- Trecho exibido:
■ ■ ■ ■ ■
O professor de História da Música Brasileira da Universidade Estadual do Ceará, Potiguar Fontenele, lembra que a época foi de experimentação sonora, o que se perdeu com a tentativa de politizar os discursos nos anos 1980. "Adaptada para as necessidades urbanas, a música virou um protesto restrito ao jovem intelectual. O rock se empobreceu, ficou mais fácil de tocar e de compreender", diz. "Eu vivi esse momento. Foi uma década de produtos de venda imediata".
 
Potiguar afirma que a mídia era mais aberta à diversidade musical, com programas de auditório nos fins de semana que iam do rock à música erudita. Com as transformações, o gênero passou a ser uma "linguagem social". A década seguinte foi de movimentos fortes no Brasil, como o recifense Mangue beat de Chico Science e Nação Zumbi. Houve ainda a crescente popularidade do heavy metal com Sepultura e Angra como expoentes.
 
Quem cresceu nos anos 2000 conviveu com a presença do Charlie Brown Jr. nas rodas de violão e de conversa. Apesar de flertar com o reggae e o skate rock, o grupo trouxe com ele uma porçao de nomes do hardcore, cena musical surgida a partir da chamada segunda onda do punk.
■ ■ ■ ■ ■
- Tarefas:
(1) Segundo o trecho sobre o rock brasileiro, qual disciplina Potiguar Fontenele leciona e em qual instituição?
(2) Enumere todas as bandas citadas no trecho sobre o rock brasileiro.
(3) Retome o trecho sobre o rock brasileiro e dê continuidade a ele após a última frase.

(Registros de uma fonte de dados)
■ ■ ■ ■ ■
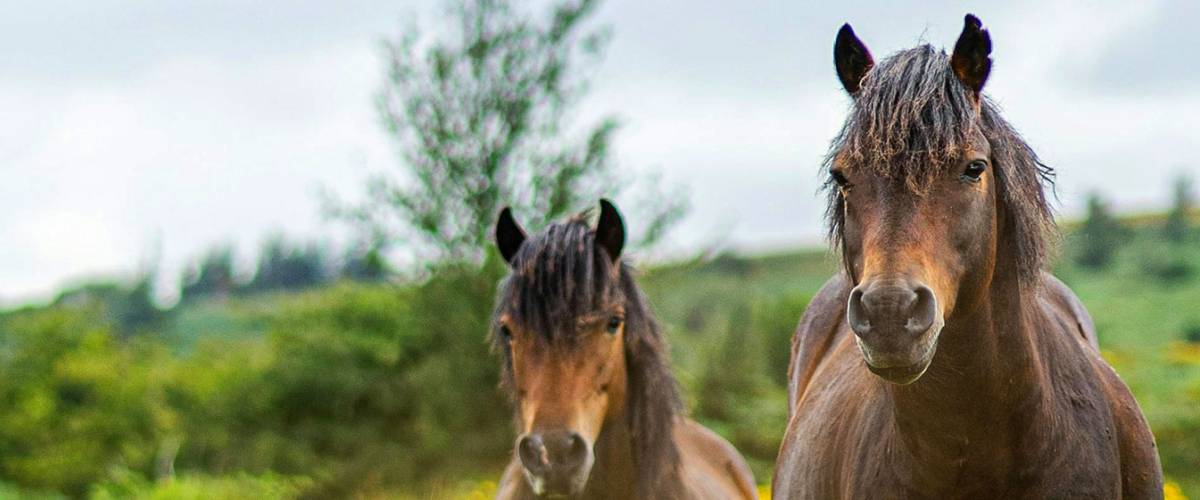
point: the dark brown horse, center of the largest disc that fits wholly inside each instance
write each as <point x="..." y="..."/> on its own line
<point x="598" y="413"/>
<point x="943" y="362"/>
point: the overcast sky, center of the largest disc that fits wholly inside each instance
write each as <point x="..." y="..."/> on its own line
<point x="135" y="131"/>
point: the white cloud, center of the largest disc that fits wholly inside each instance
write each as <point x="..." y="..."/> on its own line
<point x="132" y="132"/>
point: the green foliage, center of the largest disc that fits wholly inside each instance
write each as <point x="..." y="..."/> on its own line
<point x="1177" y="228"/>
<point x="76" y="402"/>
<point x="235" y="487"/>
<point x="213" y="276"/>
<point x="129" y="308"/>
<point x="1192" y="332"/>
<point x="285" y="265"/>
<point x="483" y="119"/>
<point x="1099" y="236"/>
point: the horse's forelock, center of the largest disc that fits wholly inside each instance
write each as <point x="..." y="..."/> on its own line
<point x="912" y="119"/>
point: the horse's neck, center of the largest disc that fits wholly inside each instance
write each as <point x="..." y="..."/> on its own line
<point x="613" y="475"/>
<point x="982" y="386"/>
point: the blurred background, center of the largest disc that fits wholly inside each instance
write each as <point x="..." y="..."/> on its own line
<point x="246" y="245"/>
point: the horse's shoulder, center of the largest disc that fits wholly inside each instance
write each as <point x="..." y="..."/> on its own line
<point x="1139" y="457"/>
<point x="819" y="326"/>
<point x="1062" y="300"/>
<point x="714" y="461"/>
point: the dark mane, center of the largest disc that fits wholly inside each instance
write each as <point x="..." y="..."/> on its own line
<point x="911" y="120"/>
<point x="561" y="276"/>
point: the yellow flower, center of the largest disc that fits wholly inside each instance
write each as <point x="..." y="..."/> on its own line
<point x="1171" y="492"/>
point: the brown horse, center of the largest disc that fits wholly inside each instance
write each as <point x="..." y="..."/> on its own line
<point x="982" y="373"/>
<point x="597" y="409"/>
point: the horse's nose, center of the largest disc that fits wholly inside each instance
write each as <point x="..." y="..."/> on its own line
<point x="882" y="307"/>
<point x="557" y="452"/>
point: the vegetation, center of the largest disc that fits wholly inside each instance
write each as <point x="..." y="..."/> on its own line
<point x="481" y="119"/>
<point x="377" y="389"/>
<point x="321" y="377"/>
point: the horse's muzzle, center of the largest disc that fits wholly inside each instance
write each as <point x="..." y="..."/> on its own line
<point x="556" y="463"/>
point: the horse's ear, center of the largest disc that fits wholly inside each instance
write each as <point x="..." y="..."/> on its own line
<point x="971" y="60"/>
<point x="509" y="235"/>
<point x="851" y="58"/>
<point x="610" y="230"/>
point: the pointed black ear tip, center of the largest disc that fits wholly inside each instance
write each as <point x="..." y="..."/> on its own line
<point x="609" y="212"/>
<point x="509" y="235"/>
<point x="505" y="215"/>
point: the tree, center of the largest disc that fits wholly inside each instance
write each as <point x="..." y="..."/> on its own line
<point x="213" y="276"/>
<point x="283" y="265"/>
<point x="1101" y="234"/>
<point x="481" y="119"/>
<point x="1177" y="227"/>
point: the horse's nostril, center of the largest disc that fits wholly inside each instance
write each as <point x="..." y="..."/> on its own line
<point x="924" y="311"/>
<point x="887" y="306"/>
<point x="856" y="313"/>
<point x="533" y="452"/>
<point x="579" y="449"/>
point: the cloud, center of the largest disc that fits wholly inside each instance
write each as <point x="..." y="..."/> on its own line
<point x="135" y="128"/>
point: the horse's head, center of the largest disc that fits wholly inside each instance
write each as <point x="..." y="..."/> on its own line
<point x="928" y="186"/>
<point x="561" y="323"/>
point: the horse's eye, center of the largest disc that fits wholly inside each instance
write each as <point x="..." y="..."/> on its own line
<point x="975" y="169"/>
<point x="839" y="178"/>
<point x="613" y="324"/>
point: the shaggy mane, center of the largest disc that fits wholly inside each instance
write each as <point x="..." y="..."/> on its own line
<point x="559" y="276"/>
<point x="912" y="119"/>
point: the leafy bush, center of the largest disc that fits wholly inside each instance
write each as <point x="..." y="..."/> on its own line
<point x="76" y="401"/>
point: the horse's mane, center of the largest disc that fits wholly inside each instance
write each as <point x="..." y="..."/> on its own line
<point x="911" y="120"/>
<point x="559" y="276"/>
■ ■ ■ ■ ■
- Respostas do exercício:
(1) História da Música Brasileira, na Universidade Estadual do Ceará.

(2)
- Chico Science e Nação Zumbi
- Sepultura
- Angra
- Charlie Brown Jr.

(3)
"A música feita nos últimos 15 anos virou cordel eletrônico. Só há uma linguagem que se utiliza basicamente da rítmica e traz informação imediata", avalia Potiguar Fontenele. "Não é como os músicos dos anos 70 que pensaram cadência e harmonia. Criar deixou de ser necessário". 
 
Resistência 
 
Mas há quem, ainda hoje, faça do setentista punk rock música contemporânea. Líder da banda cearense Lavage, Bruno Andrade diz que o gênero mudou, radicalmente, sua perspectiva de vida. "O que me influenciou bastante foi o 'Do It Yourself' (faça você mesmo). É algo forte que eu levo para a vida toda, em todos os aspectos", diz. O cantor diz que esse modo de fazer música reflete diretamente na cena local, com a realização de festivais colaborativos, "onde as bandas produzem tudo no peito e na raça".
 
Fortaleza, aliás, é berço de gente que vê na música a possibilidade de ganhar o Brasil. Jonnata Doll e os Garotos Solventes lançou disco homônimo em 2014, com produção de Yuri Calil (Cidadão Instigado). O disco marcou pelo lirismo underground que debate abertamente temas marginalizados. Saíram também da terra alencarina Selvagens à Procura de Lei, Verónica Decide Morrer e o próprio Cidadão Instigado.

 

 

Para Luciana Lívia, vocalista da Mafalda Morfina, a fase em São Paulo reflete amadurecimento. "É preciso lembrar que grandes artistas também saíram daqui, no passado. Belchior foi um deles", comenta. "O poeta procura por liberdade também. É um processo natural de quem trabalha com criação e realização. É tudo inspirador no fim, sangrando e sorrindo".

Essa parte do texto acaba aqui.